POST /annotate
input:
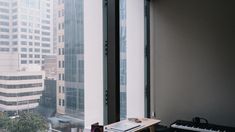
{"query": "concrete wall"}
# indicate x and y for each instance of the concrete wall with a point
(193, 60)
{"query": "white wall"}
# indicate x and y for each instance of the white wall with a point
(135, 58)
(93, 56)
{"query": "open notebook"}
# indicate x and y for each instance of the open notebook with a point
(124, 126)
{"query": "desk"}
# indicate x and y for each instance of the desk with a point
(145, 123)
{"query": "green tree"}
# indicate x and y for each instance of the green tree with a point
(26, 122)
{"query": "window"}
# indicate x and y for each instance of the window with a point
(76, 34)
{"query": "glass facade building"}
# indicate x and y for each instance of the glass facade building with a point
(74, 58)
(123, 70)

+++++

**What you are asked to do**
Copy all of the items above exactly as they appear, but leave out the picture.

**Solution below**
POST /annotate
input:
{"query": "concrete wall"}
# indicate x and y for each instance of the concrete wall with a point
(193, 60)
{"query": "white wall"}
# indicate x and y for each instance of the white wall with a point
(135, 58)
(93, 56)
{"query": "open notebook"}
# indicate x and y for each instance of the open notebook with a point
(124, 126)
{"query": "desk"}
# indicate x and y for each instance of the desk with a point
(145, 123)
{"query": "green tree"}
# indicate x and y for each instance of the green tree with a point
(26, 122)
{"query": "window"}
# indicate x and y for each instance of the window with a point
(76, 34)
{"query": "glass facade building"}
# indicate x and y for each instance of the glass facade building with a point
(74, 58)
(123, 70)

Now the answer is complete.